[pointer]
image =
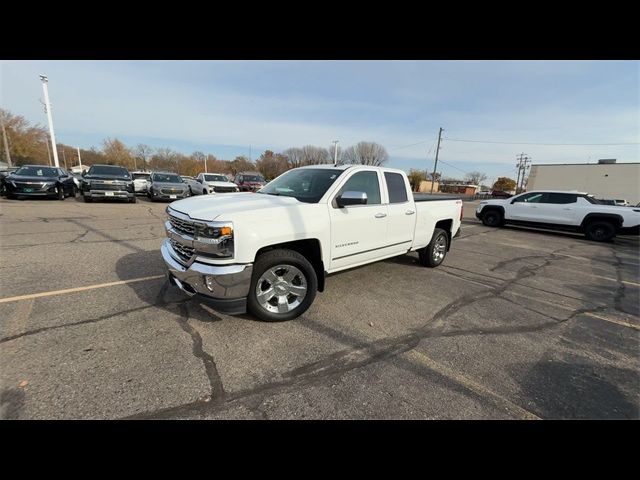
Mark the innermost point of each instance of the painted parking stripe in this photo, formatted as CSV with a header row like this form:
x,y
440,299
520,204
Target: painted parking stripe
x,y
78,289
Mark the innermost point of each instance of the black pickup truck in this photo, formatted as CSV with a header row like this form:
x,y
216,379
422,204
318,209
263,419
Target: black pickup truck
x,y
107,182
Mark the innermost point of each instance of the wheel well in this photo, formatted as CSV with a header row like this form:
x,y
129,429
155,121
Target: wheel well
x,y
616,220
446,225
310,249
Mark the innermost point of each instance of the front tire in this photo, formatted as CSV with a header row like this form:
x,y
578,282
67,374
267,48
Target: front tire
x,y
434,253
600,231
283,286
492,218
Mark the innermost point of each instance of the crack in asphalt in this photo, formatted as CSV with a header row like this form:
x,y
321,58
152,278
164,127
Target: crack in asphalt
x,y
216,389
339,363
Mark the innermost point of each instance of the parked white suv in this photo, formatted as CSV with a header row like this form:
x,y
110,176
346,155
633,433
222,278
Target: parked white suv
x,y
561,210
216,183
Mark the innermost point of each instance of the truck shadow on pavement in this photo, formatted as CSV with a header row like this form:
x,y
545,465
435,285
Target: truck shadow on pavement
x,y
572,389
160,293
11,402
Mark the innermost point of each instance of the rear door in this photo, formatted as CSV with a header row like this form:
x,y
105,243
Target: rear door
x,y
558,208
401,211
358,232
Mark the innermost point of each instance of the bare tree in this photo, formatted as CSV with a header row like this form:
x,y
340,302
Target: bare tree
x,y
294,157
475,177
143,153
366,153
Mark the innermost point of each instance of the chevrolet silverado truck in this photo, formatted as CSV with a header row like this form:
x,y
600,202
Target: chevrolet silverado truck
x,y
561,210
269,252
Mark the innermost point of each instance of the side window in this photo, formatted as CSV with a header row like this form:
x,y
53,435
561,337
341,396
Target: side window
x,y
560,198
529,198
366,182
396,187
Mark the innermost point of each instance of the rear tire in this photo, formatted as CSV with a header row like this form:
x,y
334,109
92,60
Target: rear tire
x,y
492,218
289,276
600,231
434,254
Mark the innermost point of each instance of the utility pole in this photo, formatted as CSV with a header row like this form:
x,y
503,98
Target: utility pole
x,y
525,167
48,150
435,166
523,163
6,143
47,107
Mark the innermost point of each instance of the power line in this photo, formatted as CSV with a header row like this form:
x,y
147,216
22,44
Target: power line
x,y
536,143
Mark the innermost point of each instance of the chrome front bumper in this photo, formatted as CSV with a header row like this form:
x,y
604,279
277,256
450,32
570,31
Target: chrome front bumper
x,y
228,284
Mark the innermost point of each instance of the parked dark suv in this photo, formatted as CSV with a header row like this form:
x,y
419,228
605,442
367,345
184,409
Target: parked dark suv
x,y
107,181
249,181
39,181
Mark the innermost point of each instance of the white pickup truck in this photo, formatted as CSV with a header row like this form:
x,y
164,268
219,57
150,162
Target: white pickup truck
x,y
562,210
268,252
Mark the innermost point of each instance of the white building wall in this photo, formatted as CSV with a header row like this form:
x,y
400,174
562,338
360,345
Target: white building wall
x,y
618,180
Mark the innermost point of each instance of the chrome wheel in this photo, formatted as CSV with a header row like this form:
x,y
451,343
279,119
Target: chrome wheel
x,y
281,289
440,248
::::::::
Your goal: Transcribe each entry exactly; images stay out.

Task result:
[pointer]
image =
Mark the innermost point of each instance of the painted parking stripe in this photo, formatted as CSV with a header row like this form:
x,y
440,299
520,204
Target: painted parking stripe
x,y
78,289
Mark the innermost point of each instance of the black pickup truck in this photo, formatted as CSV with a header row like this form:
x,y
216,379
422,204
318,209
263,419
Target: black pickup truck
x,y
107,182
Mark the innermost point of each instance of the wheel well in this photo, formatted as CSV with a header row like this form:
x,y
129,429
155,121
Target: wheel well
x,y
616,220
446,225
310,249
Mark the innermost point of each instance of the front tire in this photo, formatted as CSV with a header row like this form:
x,y
578,282
67,374
267,48
Target: front tire
x,y
434,253
600,231
283,286
492,218
Mark the innermost point of each instance of the crack in asphalt in this photo, formatted as CSV with a header row like this form:
x,y
321,58
152,278
164,127
Target: crack in asphalt
x,y
216,389
339,363
Mark the innermost point of each instance of the parked white suv in this photo, formatted as CSV with a header row like this form:
x,y
110,176
346,155
633,433
222,278
Target: parked white suv
x,y
561,210
216,183
Mark the innermost point of each instance of the truck shadow on pavement in this photo, formatted as CSV with a header row like this form:
x,y
545,465
435,285
Target: truck shadow on pavement
x,y
572,389
160,293
11,402
Mark the innermost point of each instance of the rear door in this photo, formatted as CSV with a header row like this form:
x,y
105,243
Target: rear door
x,y
558,208
401,211
358,232
Mark the innermost point of each instance of the bare tree in this photo, formatted as CSV with a header row like this form:
x,y
340,302
Target: bare tree
x,y
294,157
475,177
143,153
366,153
Mark the innermost point of each instance of the chevrolet silverado truck in this photo, formatted as CSV with a header row like this form:
x,y
600,202
Target: chevrolet silverado truck
x,y
561,210
269,252
Mark the innermost point of each instance of the side window in this photo, formatted as CSV with a header row like this form:
x,y
53,435
561,337
341,396
Target: side window
x,y
560,198
529,198
366,182
396,187
Mark the innermost point of each instance of the rear tire in this photo, formatted as CSV with a header row like this form:
x,y
334,109
92,60
Target: rear tire
x,y
492,218
289,276
600,231
434,254
Mark the innermost point of each instance of the utility pole in this photo, formatted as CSV with a header row like this form:
x,y
503,98
Target: utility pole
x,y
525,167
48,150
435,166
523,163
6,143
47,107
Mark the innermost point of each instance of the power line in this photo, formatted as CSV with a header row like this form:
x,y
147,216
22,44
Target: power line
x,y
536,143
Mark the innermost point of each instance of the chrome front bumper in this photo, formatted as CSV with a header row like this form:
x,y
604,279
277,256
450,32
570,31
Target: chrome front bumper
x,y
228,284
Mark the innermost point of each instance of the parked dark suv in this photo, formatted as CSV with a header row like this form:
x,y
419,228
605,442
367,345
184,409
Target: parked dark suv
x,y
107,181
249,181
39,181
Mark the innermost point of each instance of the white pickup truck in this photo, formatted as CSV with a header row like this form:
x,y
164,268
219,57
150,162
Target: white pickup truck
x,y
562,210
268,252
Mark the innermost point of each instance of the white building wall in this photo, formatted as CSV with a header row like this form:
x,y
400,174
562,338
360,345
Target: white building wall
x,y
618,180
Mark the innermost point of each instance of the chrome wheel in this photo, formatted as CSV with a header row like this form:
x,y
451,343
279,119
Target: chrome wheel
x,y
281,289
440,248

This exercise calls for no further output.